- The task
Go through the following data and transcribe exactly the stretch of lines from the one holding "Target: front tire" to the one holding "Target: crumpled hood", both included.

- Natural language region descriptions
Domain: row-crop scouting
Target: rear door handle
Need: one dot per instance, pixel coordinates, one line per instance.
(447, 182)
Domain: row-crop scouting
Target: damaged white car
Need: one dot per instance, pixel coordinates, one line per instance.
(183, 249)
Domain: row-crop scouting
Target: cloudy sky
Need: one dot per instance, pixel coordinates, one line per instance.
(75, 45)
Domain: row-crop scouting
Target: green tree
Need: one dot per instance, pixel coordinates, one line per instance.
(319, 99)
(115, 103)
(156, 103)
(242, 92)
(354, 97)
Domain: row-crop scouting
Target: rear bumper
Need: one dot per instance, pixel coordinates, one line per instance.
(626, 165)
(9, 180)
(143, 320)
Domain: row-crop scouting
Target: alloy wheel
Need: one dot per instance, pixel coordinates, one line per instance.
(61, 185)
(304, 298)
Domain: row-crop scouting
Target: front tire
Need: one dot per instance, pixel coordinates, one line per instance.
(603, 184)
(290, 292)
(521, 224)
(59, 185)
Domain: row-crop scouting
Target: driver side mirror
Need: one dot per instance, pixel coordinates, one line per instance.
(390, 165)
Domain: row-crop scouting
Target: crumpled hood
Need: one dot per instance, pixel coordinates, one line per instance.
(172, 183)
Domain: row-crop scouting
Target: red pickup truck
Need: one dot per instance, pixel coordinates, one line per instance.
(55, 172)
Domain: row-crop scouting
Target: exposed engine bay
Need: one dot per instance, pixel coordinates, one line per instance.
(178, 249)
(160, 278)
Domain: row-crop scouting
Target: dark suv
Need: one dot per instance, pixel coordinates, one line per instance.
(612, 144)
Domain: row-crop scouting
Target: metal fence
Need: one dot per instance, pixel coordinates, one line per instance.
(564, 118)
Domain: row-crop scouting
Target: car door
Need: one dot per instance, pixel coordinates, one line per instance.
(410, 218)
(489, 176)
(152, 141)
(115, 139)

- Response area
Target: front tire
Need: one dot per instance, pixel coordinates, one line per instance.
(603, 184)
(290, 292)
(521, 224)
(59, 185)
Domain: row-crop scouting
Target: driver side mirror
Need: one dot per instance, pixel coordinates, one line per instance.
(390, 165)
Domain: row-crop scouting
Target: crumpled hood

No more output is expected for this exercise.